10.10.2011

Return of the Rains

Being officially fall here, thankfully, my mood has somewhat abated. It is still a sporadic thing however whenever the moods do strike. Often they hit over the smallest of triggers, the latest being a computer illustration of a new GLBT center going up in some latin american country. That in itself was fine with me, but the corner was illustrated a cute lesbian couple, and that did it. So far my self imposed guidlines have worked out and I've managed any further bloodshed at the cost of starting up therapy again. I've wanted to, but I also want to try and go without therapy at the moment. I'm sure it could do me some good, it always does, but I need to learn to deal with these things on my own. It is also a financial burden that I don't need at the moment. While my family has offered to pay for it, it isn't a burden they can easily accept either.


Which brings me to both my family and financial situations. Fincially, I'm just about tapped for resources, and had it not been for a friend of mine offereing me a room with him when he moves into the city, I would be in much more dire straights. As it stands living rent free will hopefully be good enough for me until I can find a position on my own. When and If that ever happens is anyones guess. Needless to say my situatoin is going to become much more tense than I am used to, as I haven't lived with anyone for a few years now. Still, it is better than returning to Texas. The thought has been brought up to me by my parents, though I refuse to end up in a worse place, with just as aweful of job prospects and even worse living situations. 


My connection to my family is even now eroding even thinner. They find it nigh impossible to be honest with me. My mother in particular refuses this even when I and my brother call her on her being two faced. Why they find it so hard to simply be honest with me is unknown to me. I suppose they believe being so far away I'll simply choose to not deal with them if they upset me. What they don't realize though is that being honest with me is the best way to deal with me and best way to avoid me being pissed off. I always eventually find out what they think/believe anyway, so they do themselves no favors by not telling me things themselves.

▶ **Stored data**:
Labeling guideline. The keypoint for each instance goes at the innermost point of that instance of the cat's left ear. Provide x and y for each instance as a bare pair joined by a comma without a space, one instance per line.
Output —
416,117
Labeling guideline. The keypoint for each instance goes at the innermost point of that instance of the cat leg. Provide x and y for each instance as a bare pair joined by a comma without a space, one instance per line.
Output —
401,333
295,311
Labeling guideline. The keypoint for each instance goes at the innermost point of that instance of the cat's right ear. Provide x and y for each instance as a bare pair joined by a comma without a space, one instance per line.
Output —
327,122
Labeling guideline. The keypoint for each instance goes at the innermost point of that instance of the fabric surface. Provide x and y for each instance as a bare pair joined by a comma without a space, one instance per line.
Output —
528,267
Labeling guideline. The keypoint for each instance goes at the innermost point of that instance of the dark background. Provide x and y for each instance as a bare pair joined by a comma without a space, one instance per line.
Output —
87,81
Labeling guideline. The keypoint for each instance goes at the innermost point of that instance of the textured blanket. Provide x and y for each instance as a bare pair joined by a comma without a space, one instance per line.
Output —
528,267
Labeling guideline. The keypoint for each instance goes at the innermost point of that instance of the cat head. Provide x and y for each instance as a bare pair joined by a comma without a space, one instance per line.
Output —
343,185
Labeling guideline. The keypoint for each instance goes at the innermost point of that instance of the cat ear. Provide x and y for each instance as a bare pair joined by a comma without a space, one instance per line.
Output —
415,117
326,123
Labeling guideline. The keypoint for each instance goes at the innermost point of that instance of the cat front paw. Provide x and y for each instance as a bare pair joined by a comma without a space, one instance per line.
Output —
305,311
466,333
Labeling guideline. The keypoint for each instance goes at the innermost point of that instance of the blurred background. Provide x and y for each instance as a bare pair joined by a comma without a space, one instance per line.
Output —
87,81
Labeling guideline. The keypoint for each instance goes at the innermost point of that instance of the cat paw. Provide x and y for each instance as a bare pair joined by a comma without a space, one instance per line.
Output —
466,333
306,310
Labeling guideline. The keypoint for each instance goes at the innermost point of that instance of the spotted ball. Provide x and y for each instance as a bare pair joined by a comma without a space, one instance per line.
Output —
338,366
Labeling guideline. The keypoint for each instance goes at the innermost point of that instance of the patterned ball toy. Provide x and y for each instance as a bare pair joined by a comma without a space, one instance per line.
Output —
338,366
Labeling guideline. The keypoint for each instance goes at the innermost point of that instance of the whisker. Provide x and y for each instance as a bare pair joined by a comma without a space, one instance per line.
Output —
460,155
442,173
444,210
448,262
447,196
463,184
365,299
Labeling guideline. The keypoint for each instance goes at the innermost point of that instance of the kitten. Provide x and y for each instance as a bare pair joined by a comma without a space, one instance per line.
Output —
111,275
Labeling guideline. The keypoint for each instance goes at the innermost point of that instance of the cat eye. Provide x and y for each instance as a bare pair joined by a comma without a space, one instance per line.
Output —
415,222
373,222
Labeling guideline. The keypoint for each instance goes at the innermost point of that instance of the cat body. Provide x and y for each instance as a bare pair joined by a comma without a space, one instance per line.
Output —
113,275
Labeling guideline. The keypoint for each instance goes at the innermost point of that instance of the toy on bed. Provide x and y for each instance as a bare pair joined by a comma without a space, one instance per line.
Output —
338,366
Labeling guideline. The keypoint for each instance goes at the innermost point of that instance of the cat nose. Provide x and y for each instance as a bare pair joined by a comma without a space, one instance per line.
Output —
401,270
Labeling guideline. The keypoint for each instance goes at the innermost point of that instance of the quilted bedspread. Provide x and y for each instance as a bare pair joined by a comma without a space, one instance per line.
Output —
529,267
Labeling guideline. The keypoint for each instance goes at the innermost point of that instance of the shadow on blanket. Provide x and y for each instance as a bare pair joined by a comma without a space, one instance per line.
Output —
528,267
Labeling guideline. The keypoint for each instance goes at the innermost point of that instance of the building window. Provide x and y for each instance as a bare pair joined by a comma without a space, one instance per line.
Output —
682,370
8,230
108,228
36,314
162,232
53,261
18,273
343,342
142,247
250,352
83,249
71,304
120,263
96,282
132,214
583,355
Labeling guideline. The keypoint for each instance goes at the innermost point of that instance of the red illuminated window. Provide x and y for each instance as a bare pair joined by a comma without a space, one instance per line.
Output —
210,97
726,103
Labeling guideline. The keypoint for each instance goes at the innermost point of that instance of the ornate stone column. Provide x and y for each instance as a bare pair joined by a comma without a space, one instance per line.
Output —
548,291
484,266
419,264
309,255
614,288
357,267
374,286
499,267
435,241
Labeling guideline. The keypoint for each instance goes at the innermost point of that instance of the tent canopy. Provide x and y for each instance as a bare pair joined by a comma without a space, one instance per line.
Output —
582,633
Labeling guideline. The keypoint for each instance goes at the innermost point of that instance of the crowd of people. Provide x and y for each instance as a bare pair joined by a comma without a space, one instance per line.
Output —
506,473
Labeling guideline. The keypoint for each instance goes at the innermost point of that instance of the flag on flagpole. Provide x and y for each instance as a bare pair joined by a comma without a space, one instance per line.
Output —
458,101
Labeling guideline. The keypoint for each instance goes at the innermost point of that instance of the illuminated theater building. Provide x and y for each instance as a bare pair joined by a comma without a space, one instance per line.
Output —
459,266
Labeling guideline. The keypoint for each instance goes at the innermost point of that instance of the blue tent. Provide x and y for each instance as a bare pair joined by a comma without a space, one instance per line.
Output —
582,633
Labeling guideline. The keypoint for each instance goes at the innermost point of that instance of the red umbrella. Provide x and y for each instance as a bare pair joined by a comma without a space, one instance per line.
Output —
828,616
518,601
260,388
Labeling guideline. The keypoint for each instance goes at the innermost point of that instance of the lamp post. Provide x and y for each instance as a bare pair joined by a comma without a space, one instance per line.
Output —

▶ **Tasks to perform**:
• A. Please edit the blog post starting with "My connection to" and going on through "me things themselves.", replacing "mother" with "father".
• B. Answer these questions on the blog post.
(i) Who offered the writer a room?
(ii) Who has offered to pay for therapy?
(iii) For how long has the writer not lived with anyone?
The items are separate material and are not part of the blog post.

▶ **Responses by task**:
• A.
My connection to my family is even now eroding even thinner. They find it nigh impossible to be honest with me. My father in particular refuses this even when I and my brother call her on her being two faced. Why they find it so hard to simply be honest with me is unknown to me. I suppose they believe being so far away I'll simply choose to not deal with them if they upset me. What they don't realize though is that being honest with me is the best way to deal with me and best way to avoid me being pissed off. I always eventually find out what they think/believe anyway, so they do themselves no favors by not telling me things themselves.

• B.
(i) A friend, when he moves into the city.
(ii) The writer's family.
(iii) A few years.